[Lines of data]

>>

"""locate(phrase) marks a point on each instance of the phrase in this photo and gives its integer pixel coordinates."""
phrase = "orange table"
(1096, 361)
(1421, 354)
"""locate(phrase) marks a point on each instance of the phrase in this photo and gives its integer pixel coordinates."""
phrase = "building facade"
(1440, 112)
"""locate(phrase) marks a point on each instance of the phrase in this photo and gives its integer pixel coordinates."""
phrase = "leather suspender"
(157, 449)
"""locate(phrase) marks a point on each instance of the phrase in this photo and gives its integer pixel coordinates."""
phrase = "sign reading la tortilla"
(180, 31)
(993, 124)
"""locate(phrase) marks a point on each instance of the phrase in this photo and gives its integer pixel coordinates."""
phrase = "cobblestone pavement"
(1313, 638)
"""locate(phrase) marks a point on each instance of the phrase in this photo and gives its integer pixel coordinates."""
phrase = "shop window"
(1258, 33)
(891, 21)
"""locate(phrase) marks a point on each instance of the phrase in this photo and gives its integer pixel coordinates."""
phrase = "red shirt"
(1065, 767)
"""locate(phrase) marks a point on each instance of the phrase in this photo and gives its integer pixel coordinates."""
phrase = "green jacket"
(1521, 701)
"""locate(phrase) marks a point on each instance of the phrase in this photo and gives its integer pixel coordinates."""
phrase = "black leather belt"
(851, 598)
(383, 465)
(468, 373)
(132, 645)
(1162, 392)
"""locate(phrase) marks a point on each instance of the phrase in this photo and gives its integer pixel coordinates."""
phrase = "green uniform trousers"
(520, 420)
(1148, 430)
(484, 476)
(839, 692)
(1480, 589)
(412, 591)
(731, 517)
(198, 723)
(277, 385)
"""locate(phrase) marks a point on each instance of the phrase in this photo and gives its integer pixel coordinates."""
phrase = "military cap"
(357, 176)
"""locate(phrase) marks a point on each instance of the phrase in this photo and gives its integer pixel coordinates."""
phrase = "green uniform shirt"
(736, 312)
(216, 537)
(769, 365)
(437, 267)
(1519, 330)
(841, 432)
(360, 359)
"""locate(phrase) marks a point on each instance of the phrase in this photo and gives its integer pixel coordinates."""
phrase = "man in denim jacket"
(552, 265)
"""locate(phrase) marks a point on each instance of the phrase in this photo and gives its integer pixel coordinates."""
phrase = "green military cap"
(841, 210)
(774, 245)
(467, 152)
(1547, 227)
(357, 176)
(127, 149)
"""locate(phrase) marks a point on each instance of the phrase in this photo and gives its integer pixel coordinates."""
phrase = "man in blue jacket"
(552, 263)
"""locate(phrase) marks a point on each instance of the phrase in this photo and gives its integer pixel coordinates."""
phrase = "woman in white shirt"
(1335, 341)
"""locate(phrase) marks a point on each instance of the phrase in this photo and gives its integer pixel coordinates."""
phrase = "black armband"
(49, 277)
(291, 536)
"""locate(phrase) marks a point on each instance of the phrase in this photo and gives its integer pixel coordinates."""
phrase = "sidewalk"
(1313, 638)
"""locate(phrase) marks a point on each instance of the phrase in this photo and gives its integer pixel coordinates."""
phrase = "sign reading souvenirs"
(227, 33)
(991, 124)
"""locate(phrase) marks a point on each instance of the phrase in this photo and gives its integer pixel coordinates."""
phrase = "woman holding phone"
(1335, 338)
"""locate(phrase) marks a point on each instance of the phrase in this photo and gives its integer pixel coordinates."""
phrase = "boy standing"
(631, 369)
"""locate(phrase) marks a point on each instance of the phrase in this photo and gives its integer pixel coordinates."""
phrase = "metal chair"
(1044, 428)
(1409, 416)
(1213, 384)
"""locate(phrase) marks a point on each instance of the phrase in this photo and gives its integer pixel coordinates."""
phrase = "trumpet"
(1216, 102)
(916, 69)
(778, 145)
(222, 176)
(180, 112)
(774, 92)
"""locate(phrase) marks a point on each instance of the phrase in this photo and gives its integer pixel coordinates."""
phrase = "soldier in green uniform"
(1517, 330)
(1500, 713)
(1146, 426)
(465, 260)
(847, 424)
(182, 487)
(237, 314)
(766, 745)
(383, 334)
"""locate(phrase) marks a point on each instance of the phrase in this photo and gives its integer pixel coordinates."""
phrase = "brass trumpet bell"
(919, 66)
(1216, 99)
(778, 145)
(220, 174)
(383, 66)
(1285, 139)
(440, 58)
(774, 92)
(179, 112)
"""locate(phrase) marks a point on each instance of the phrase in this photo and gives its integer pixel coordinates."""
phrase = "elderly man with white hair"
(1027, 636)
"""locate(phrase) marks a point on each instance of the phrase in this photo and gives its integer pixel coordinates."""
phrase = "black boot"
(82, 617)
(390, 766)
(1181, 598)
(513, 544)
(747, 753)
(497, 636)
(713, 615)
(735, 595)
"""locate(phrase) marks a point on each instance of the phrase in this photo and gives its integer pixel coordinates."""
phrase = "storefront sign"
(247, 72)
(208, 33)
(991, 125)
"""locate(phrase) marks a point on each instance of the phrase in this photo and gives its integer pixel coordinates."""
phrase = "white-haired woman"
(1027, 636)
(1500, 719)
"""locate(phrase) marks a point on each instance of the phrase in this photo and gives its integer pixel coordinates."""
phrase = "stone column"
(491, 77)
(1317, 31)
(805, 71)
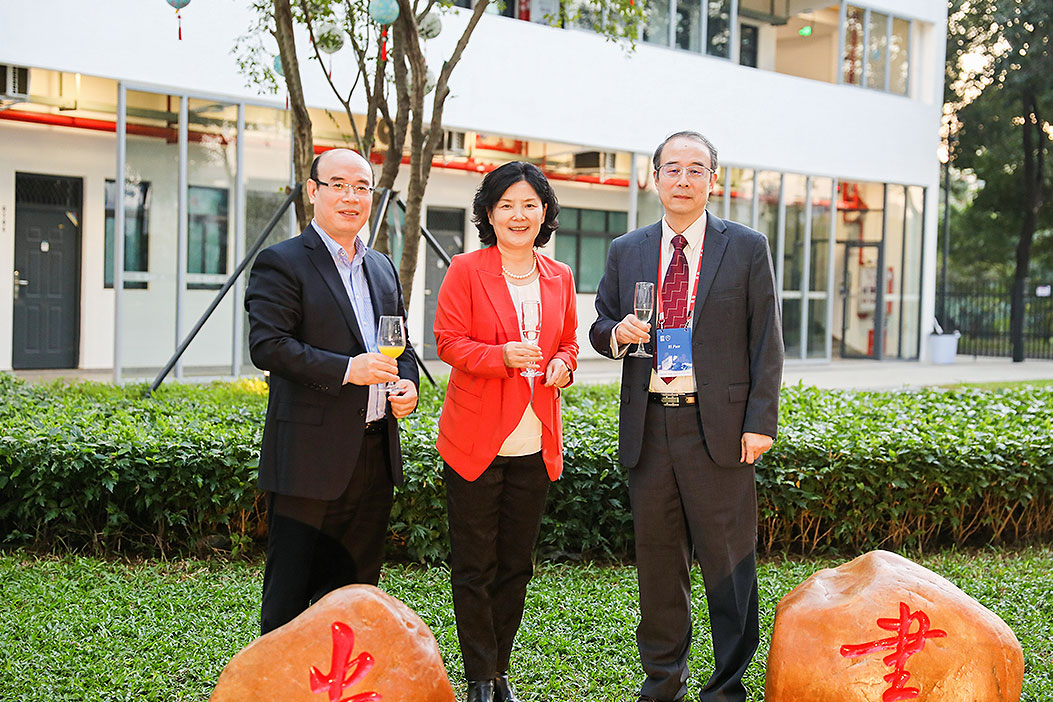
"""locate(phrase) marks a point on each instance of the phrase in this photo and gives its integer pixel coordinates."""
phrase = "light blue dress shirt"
(353, 276)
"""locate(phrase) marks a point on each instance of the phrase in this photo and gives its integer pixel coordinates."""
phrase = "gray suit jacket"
(736, 336)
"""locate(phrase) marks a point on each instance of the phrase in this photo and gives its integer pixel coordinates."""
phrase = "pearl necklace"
(523, 276)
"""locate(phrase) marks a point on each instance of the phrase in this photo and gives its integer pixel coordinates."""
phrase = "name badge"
(673, 349)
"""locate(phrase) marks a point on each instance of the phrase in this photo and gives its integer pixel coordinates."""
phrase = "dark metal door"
(446, 224)
(46, 275)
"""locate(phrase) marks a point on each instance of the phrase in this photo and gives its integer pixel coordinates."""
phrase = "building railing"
(981, 314)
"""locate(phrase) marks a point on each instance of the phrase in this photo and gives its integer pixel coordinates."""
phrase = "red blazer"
(485, 399)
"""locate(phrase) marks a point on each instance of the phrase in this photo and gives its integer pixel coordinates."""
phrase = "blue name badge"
(673, 349)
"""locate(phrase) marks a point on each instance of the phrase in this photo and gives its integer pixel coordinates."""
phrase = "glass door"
(860, 299)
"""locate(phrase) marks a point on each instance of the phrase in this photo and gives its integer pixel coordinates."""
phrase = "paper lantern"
(383, 12)
(430, 26)
(329, 38)
(179, 4)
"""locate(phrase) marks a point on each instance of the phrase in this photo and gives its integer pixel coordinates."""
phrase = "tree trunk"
(1033, 173)
(303, 144)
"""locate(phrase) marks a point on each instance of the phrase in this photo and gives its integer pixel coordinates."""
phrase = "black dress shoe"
(480, 690)
(502, 689)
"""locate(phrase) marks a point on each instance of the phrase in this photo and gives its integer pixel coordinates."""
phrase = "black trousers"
(315, 546)
(683, 503)
(494, 522)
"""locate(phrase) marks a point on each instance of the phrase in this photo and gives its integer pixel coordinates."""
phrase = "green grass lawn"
(86, 629)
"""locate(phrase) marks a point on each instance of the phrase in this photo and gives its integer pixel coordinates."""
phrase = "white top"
(525, 439)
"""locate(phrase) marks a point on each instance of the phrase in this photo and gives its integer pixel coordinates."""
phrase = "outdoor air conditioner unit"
(14, 83)
(594, 161)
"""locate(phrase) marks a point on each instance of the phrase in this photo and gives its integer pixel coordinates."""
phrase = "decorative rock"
(356, 644)
(882, 628)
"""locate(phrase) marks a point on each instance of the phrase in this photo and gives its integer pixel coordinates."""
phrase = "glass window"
(656, 28)
(740, 196)
(816, 328)
(136, 232)
(806, 44)
(820, 235)
(748, 40)
(793, 252)
(206, 228)
(689, 25)
(911, 285)
(718, 28)
(899, 56)
(791, 325)
(852, 60)
(877, 57)
(582, 241)
(769, 183)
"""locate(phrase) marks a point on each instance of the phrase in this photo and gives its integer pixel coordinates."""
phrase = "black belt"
(376, 426)
(673, 399)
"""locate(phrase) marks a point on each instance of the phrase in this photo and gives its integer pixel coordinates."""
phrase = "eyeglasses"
(694, 173)
(360, 191)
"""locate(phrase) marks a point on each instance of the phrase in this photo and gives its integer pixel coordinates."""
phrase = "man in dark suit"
(690, 436)
(331, 454)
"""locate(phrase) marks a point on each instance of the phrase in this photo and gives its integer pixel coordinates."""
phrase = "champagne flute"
(531, 325)
(643, 302)
(391, 340)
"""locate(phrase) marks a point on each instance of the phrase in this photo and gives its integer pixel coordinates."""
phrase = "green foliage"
(97, 466)
(81, 629)
(999, 93)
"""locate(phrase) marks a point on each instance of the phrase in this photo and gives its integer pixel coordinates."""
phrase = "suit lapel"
(497, 291)
(650, 255)
(713, 249)
(552, 304)
(382, 293)
(326, 269)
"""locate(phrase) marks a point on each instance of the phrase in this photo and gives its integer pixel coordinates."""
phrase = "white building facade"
(826, 116)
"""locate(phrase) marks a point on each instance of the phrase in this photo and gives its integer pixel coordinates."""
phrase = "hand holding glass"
(391, 340)
(531, 311)
(643, 302)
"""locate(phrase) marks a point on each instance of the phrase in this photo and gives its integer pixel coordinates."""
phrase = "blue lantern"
(383, 12)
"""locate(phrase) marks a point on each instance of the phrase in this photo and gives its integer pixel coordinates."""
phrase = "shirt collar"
(335, 248)
(693, 234)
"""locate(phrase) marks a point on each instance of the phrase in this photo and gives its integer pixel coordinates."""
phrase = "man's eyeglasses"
(694, 172)
(360, 191)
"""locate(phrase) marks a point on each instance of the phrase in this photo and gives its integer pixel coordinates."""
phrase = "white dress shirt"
(353, 276)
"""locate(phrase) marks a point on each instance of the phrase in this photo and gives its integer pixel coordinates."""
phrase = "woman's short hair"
(493, 187)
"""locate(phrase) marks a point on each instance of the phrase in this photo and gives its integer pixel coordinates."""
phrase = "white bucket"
(942, 347)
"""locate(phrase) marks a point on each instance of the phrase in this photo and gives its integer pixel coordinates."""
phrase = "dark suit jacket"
(302, 328)
(736, 337)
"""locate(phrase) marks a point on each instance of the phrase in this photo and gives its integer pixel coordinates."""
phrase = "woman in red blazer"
(499, 433)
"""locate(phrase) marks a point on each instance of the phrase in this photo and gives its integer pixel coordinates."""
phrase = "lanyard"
(694, 292)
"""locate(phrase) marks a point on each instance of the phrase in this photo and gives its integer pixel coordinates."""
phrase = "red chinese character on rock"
(343, 672)
(906, 644)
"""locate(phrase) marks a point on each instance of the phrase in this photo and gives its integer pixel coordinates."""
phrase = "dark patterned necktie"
(674, 291)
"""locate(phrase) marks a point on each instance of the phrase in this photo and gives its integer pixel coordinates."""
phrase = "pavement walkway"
(839, 374)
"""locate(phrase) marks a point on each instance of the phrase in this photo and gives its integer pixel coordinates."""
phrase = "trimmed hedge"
(99, 467)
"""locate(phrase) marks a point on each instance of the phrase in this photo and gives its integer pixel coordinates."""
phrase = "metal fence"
(981, 314)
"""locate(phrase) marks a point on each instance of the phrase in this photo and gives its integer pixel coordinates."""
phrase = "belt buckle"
(670, 400)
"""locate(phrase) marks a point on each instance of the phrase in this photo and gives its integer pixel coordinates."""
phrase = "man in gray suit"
(331, 455)
(695, 417)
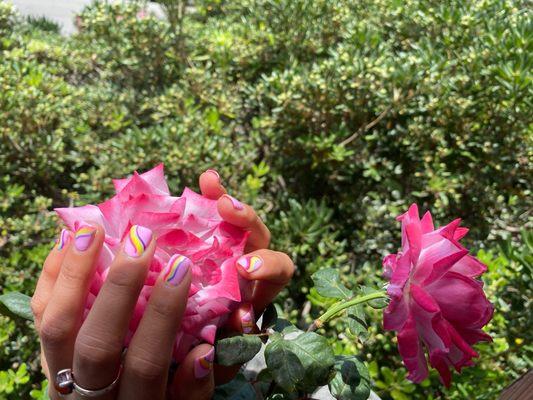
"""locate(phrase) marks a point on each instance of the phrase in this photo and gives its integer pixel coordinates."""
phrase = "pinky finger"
(194, 378)
(47, 280)
(210, 185)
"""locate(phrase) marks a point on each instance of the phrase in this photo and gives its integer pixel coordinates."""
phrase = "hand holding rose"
(140, 293)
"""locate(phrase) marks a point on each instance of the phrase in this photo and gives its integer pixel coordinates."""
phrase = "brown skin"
(93, 348)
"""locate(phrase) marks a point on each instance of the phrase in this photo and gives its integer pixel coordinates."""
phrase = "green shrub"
(329, 117)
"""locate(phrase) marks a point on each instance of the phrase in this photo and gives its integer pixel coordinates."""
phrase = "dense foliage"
(330, 117)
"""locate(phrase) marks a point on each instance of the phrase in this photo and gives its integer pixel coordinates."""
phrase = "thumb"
(194, 378)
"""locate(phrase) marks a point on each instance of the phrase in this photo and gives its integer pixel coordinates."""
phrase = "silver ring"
(66, 383)
(96, 392)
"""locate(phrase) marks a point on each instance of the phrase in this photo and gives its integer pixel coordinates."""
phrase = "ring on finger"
(65, 384)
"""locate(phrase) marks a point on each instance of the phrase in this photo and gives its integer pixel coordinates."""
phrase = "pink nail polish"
(250, 264)
(137, 241)
(84, 237)
(204, 364)
(64, 239)
(214, 172)
(248, 321)
(176, 269)
(236, 203)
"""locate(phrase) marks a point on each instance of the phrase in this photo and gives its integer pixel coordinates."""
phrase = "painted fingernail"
(250, 264)
(138, 240)
(214, 172)
(62, 241)
(236, 203)
(176, 269)
(248, 321)
(84, 237)
(204, 364)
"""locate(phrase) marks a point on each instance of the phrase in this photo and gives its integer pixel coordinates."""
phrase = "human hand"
(94, 348)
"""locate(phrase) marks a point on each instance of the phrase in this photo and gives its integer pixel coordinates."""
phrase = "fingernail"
(84, 237)
(236, 203)
(214, 172)
(204, 364)
(250, 264)
(64, 238)
(176, 269)
(138, 240)
(248, 321)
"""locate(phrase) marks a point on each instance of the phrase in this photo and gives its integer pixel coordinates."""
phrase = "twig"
(367, 127)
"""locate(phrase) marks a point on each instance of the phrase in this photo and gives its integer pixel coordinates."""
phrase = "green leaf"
(328, 284)
(357, 328)
(316, 356)
(285, 366)
(376, 303)
(237, 389)
(351, 380)
(237, 349)
(270, 317)
(16, 304)
(397, 395)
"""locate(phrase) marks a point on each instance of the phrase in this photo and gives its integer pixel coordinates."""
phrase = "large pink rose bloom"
(437, 304)
(189, 225)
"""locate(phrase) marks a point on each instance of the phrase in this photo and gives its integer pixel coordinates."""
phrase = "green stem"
(342, 305)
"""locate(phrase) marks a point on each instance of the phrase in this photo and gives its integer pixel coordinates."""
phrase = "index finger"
(235, 212)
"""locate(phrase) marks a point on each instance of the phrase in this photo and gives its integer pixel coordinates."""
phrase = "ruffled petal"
(412, 352)
(73, 216)
(461, 300)
(155, 177)
(469, 266)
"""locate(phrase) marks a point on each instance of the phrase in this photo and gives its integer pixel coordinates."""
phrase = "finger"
(242, 320)
(62, 316)
(271, 269)
(47, 280)
(210, 185)
(244, 216)
(98, 348)
(150, 351)
(194, 378)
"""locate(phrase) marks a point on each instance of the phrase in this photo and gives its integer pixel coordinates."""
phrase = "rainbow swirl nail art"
(250, 264)
(235, 203)
(138, 240)
(203, 365)
(176, 269)
(63, 240)
(248, 321)
(84, 237)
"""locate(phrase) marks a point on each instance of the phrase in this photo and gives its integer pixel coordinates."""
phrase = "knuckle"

<<

> _Description of the task_
State how many lines in the records above contain the word "trumpet". Give only the number.

> _In response_
2